Contour annotation records
>> start

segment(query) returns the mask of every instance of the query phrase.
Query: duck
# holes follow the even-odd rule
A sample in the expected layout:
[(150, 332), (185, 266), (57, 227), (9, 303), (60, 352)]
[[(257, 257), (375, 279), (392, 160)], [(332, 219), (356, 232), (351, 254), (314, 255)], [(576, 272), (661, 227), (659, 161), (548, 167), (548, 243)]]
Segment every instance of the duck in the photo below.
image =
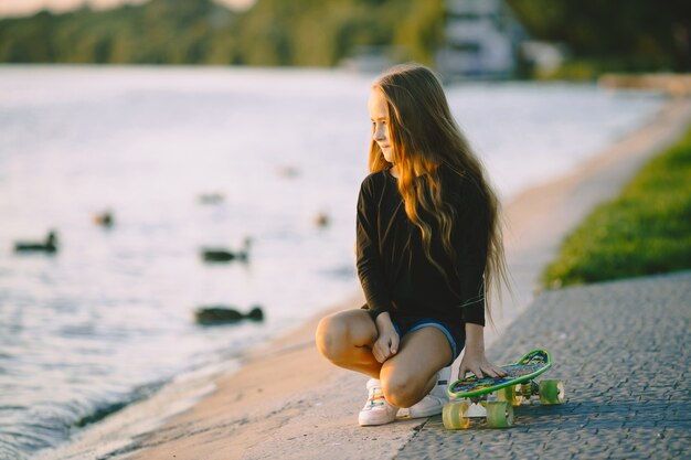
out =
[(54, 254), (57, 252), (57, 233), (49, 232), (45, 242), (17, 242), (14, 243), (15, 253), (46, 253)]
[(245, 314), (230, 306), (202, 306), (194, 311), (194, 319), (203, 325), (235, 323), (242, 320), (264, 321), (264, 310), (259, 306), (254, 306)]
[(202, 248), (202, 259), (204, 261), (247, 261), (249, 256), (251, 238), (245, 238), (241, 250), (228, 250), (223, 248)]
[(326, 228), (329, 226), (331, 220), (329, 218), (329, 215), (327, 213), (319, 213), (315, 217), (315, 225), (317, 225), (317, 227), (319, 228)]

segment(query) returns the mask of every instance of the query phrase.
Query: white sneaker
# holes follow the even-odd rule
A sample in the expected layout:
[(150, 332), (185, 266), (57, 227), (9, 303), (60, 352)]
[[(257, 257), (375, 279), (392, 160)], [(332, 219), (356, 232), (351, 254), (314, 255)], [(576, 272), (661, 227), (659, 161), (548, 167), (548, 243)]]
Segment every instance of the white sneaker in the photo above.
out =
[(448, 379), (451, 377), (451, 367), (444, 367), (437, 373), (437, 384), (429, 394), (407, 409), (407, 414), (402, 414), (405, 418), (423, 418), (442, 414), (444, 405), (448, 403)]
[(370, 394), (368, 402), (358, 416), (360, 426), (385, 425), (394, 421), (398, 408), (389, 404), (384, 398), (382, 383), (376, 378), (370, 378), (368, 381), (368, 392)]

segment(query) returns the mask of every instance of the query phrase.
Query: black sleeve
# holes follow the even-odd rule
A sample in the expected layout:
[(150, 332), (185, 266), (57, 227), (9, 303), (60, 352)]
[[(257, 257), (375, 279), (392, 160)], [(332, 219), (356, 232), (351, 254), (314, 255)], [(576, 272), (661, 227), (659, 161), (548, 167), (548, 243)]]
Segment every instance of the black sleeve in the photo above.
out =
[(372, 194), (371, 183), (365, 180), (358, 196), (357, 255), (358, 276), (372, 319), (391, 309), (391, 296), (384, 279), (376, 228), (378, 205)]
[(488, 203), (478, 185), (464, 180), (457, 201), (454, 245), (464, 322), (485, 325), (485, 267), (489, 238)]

>> end
>> start

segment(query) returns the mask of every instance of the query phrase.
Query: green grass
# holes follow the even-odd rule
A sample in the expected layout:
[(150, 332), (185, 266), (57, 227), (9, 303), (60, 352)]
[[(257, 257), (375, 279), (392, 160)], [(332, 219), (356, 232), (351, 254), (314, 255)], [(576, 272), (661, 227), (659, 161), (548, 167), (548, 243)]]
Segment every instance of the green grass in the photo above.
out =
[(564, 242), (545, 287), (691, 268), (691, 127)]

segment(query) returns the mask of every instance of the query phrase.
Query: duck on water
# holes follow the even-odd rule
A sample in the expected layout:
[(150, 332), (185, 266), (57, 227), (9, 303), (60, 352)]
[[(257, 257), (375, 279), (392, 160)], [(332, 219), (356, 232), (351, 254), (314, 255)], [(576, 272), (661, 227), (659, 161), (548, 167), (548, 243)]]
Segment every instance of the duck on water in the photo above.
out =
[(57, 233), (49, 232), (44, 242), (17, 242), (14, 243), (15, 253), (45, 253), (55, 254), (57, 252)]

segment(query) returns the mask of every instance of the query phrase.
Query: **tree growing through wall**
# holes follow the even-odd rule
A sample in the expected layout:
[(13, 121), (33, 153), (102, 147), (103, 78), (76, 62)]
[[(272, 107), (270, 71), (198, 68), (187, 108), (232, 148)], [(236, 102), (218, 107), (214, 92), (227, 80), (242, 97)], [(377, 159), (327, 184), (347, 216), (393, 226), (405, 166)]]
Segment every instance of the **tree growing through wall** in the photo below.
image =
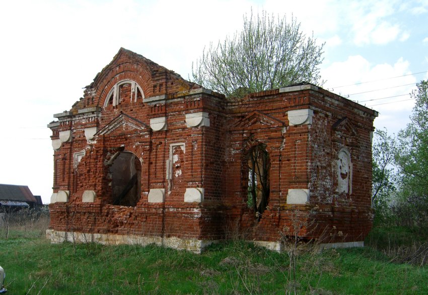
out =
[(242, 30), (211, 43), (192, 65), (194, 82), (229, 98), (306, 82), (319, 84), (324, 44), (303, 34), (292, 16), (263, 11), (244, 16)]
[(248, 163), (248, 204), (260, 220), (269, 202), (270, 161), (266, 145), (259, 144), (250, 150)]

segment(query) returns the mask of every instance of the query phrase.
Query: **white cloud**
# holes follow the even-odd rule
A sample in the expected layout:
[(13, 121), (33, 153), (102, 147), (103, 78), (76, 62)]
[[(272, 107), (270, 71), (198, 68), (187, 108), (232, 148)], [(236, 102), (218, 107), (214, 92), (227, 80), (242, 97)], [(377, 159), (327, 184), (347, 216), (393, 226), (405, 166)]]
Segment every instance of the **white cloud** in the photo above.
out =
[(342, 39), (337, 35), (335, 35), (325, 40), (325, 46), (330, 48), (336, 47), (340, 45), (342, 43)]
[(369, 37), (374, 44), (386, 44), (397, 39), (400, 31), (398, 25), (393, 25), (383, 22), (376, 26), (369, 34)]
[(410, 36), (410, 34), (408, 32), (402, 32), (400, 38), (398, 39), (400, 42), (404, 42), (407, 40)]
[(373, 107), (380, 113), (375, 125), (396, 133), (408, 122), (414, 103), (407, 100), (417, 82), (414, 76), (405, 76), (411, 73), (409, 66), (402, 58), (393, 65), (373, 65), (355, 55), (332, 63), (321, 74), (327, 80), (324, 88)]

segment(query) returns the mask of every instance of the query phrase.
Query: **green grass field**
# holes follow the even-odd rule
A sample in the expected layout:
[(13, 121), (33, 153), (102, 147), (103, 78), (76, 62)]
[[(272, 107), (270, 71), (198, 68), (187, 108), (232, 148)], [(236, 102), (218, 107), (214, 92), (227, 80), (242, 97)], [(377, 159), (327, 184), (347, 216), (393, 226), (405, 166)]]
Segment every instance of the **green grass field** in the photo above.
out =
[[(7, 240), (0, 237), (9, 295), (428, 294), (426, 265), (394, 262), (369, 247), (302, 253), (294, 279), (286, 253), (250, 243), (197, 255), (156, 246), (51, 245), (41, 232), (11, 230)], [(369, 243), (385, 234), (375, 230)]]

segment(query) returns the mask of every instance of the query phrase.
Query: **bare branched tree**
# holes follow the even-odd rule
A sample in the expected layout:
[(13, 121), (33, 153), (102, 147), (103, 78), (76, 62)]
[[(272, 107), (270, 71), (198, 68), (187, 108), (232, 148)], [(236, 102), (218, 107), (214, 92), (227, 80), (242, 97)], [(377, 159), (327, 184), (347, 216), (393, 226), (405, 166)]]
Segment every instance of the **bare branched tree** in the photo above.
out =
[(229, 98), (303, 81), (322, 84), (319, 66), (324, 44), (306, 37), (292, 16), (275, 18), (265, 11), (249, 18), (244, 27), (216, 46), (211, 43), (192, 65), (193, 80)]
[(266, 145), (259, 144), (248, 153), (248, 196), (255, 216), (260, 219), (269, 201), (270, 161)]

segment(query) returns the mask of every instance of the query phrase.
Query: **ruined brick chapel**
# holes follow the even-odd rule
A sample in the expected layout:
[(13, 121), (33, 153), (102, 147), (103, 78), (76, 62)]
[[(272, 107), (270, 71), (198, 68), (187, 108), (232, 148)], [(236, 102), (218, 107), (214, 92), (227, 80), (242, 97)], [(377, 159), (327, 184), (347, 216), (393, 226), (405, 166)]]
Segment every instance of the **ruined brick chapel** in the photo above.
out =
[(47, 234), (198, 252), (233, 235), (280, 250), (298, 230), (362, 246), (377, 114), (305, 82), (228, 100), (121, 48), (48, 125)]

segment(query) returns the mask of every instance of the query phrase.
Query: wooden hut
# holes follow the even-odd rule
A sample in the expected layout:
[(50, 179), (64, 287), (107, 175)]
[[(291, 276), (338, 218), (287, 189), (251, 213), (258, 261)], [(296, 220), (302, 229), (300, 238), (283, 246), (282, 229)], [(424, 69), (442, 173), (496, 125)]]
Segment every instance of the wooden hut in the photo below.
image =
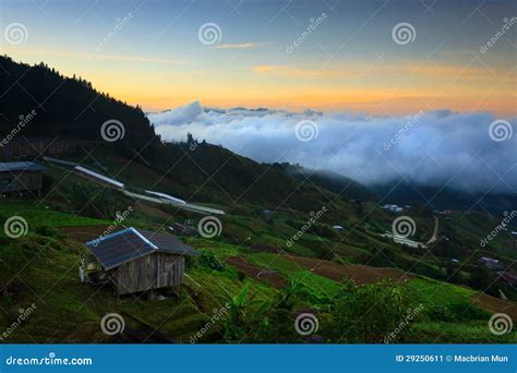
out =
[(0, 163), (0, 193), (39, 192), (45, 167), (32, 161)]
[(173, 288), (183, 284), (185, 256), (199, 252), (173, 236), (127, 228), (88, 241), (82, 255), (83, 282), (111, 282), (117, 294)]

>> end

Find every line in the items that contains the word "brick" and copy each of those lines. Case counts, so only lines with the string in this exact case qualify.

Query: **ruined brick chapel**
Segment every instance of the **ruined brick chapel** in the photo above.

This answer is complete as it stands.